- [What is needed]: Each of the records below must be reproduced verbatim.

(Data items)

= Beginning of Section =

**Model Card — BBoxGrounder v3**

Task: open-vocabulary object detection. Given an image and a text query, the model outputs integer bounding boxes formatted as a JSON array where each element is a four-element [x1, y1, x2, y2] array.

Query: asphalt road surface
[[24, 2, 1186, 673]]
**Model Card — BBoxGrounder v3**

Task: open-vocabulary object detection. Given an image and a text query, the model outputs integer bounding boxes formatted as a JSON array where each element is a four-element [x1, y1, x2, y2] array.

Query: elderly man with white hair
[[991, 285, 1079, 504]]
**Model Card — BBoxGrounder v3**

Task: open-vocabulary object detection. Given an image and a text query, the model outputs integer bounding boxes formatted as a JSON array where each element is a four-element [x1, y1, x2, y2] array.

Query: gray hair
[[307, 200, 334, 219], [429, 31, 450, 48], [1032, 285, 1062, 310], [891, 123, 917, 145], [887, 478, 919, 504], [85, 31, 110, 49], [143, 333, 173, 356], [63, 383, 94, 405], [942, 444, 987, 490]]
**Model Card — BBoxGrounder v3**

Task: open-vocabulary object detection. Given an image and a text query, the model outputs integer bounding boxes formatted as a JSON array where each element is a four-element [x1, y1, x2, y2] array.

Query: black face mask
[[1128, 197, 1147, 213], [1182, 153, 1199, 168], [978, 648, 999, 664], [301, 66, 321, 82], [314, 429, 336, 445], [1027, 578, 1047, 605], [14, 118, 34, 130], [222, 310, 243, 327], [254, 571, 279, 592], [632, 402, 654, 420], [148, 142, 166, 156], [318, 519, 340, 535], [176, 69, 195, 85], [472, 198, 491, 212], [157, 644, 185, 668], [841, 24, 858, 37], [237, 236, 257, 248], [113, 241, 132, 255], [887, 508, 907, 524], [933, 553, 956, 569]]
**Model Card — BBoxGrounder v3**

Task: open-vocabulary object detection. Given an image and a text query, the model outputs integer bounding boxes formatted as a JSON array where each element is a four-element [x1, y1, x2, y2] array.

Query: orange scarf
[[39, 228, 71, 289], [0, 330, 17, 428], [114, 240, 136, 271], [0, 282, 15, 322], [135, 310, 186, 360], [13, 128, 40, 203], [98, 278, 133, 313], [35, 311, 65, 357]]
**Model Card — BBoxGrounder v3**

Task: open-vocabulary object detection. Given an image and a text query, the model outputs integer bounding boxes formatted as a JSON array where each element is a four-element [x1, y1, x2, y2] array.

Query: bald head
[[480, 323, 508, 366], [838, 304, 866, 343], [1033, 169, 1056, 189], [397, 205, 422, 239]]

= End of Section =

- [Response]:
**Model Card — BBoxGrounder v3**

Task: open-vocabulary object detection. Given an image and a text query, the model outputs integer bounding boxes formatted as a JSON array where each element is a four-element [x1, y1, x2, y2] array.

Query: asphalt road surface
[[24, 2, 1186, 673]]
**Model Card — BBoxGrounder v3**

Task: open-vocabulary object detection. Given an image and a text query, the model outputs integer bounding boxes formatted as a JSON array where each element is a four-element [x1, y1, x2, y2] array.

Query: elderly man with white hair
[[991, 285, 1079, 504]]
**Model Card — BBoxGrounder v3**

Task: open-vocabulary object detection. Given an image and a text query, the model outputs integer bounding boxes formatted as a JSON array where each element is a four-element [x1, y1, x2, y2] array.

Query: gray hair
[[307, 200, 334, 219], [429, 31, 450, 48], [1032, 285, 1062, 310], [891, 123, 917, 145], [887, 478, 919, 504], [85, 31, 110, 49], [143, 333, 173, 356], [63, 383, 94, 405], [942, 444, 987, 490]]
**Model Card — BBoxGrounder v3**

Task: open-vocabulary object detection. Given an image and a text query, the model outputs integer bounding boxes formatted as a JSON array where each element is a four-element [x1, y1, x2, y2] array.

Query: black face mask
[[1128, 197, 1147, 213], [1182, 153, 1199, 168], [978, 648, 999, 664], [301, 66, 321, 82], [314, 429, 336, 445], [1027, 578, 1047, 605], [14, 118, 34, 130], [222, 310, 243, 327], [254, 571, 279, 592], [632, 402, 654, 420], [148, 142, 166, 156], [318, 519, 340, 535], [176, 69, 195, 85], [472, 198, 491, 212], [157, 644, 185, 668], [841, 24, 858, 37], [237, 236, 257, 248], [113, 241, 132, 255], [887, 508, 907, 524], [933, 553, 956, 569]]
**Model Card — BBoxGrounder v3**

Task: open-vocabulary object detection. Given an image and a text query, the model outputs integer bounding boxes formatted as a JSON array where each element is a four-element [x1, y1, x2, y2] array.

Query: orange scarf
[[39, 228, 71, 289], [0, 330, 17, 428], [114, 240, 136, 271], [0, 282, 15, 322], [135, 310, 186, 360], [13, 128, 40, 203], [98, 278, 133, 313], [35, 311, 65, 357]]
**Model Card — BBoxGrounder v3**

Task: open-vocabulary object detection. Given an image and a text query, the model outputs integer bounding boxes formatted as a JSON array where each element is a four-element [x1, y1, x2, y2] array.

Query: bald head
[[480, 323, 508, 366], [838, 304, 866, 343], [1033, 169, 1056, 189], [397, 205, 422, 239]]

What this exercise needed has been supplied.